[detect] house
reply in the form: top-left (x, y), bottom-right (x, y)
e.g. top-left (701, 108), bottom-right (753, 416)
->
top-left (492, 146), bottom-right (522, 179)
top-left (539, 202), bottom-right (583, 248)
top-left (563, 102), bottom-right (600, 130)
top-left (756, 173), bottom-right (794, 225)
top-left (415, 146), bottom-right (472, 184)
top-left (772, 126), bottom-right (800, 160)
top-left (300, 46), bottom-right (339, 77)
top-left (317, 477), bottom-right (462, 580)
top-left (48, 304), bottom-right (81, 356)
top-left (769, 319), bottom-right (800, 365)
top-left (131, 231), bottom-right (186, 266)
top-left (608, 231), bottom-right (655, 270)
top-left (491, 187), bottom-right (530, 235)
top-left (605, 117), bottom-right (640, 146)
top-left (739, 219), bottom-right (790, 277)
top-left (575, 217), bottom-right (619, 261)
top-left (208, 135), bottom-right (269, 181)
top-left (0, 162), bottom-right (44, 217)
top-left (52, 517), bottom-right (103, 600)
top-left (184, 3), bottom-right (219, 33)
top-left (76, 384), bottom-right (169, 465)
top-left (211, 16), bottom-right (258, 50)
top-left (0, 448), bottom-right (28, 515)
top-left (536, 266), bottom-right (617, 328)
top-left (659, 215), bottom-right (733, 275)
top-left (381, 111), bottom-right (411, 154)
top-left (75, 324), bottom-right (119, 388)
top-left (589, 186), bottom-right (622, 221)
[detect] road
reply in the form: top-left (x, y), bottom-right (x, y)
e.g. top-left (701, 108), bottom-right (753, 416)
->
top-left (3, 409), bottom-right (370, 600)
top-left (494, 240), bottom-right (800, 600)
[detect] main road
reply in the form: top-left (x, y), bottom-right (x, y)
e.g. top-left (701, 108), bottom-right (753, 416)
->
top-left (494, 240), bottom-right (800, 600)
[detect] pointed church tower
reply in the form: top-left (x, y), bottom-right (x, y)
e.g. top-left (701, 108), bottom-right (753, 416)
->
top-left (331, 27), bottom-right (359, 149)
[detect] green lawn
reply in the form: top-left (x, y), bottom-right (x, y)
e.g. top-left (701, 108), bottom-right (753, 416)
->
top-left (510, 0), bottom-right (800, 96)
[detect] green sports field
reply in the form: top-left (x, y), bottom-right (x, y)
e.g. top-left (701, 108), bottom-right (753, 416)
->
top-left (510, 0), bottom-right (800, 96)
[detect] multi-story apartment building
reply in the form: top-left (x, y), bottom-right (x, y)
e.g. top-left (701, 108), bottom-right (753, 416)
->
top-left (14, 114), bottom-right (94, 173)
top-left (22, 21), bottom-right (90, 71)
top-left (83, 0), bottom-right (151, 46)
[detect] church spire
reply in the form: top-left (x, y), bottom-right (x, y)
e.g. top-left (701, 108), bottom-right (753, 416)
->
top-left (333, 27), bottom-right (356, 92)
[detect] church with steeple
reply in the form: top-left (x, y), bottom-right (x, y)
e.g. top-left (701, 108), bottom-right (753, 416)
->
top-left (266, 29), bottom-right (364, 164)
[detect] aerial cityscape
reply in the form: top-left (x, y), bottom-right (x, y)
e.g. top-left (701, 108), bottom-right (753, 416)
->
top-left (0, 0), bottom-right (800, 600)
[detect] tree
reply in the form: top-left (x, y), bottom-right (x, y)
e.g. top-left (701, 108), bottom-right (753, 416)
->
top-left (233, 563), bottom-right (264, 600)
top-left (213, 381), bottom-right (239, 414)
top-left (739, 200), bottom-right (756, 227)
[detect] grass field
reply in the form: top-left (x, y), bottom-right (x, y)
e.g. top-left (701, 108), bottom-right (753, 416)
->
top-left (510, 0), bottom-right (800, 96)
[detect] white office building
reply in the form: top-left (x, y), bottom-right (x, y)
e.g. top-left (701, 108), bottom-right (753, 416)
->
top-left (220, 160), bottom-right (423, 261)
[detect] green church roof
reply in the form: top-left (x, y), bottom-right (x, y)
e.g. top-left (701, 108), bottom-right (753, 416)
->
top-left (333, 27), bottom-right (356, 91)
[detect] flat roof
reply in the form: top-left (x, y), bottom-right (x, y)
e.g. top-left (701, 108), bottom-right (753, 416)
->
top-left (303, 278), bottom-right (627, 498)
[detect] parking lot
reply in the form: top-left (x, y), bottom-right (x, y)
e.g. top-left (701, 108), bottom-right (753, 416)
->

- **Description of the task**:
Arrange everything from the first of the lines above down to and including the line that contains "top-left (0, 162), bottom-right (44, 217)" as a Markdown table with the columns Row and Text, giving each line its own numbered row and skipping any blank lines.

- **Task solution**:
| Row | Text |
|---|---|
| 1 | [detect] house |
| 2 | reply in the form: top-left (x, y), bottom-right (x, y) |
| 3 | e.g. top-left (701, 108), bottom-right (753, 416) |
| 4 | -> |
| 5 | top-left (492, 146), bottom-right (522, 179) |
| 6 | top-left (539, 202), bottom-right (583, 248) |
| 7 | top-left (563, 102), bottom-right (600, 130) |
| 8 | top-left (756, 173), bottom-right (794, 225) |
| 9 | top-left (415, 146), bottom-right (472, 184) |
| 10 | top-left (772, 126), bottom-right (800, 160) |
| 11 | top-left (300, 46), bottom-right (339, 77) |
| 12 | top-left (317, 477), bottom-right (462, 580) |
| 13 | top-left (48, 304), bottom-right (81, 356) |
| 14 | top-left (769, 319), bottom-right (800, 365) |
| 15 | top-left (131, 231), bottom-right (186, 266) |
| 16 | top-left (608, 231), bottom-right (655, 270) |
| 17 | top-left (491, 187), bottom-right (530, 235) |
| 18 | top-left (605, 117), bottom-right (640, 146) |
| 19 | top-left (739, 219), bottom-right (790, 277) |
| 20 | top-left (575, 217), bottom-right (619, 261) |
| 21 | top-left (208, 135), bottom-right (269, 181) |
| 22 | top-left (0, 162), bottom-right (44, 217) |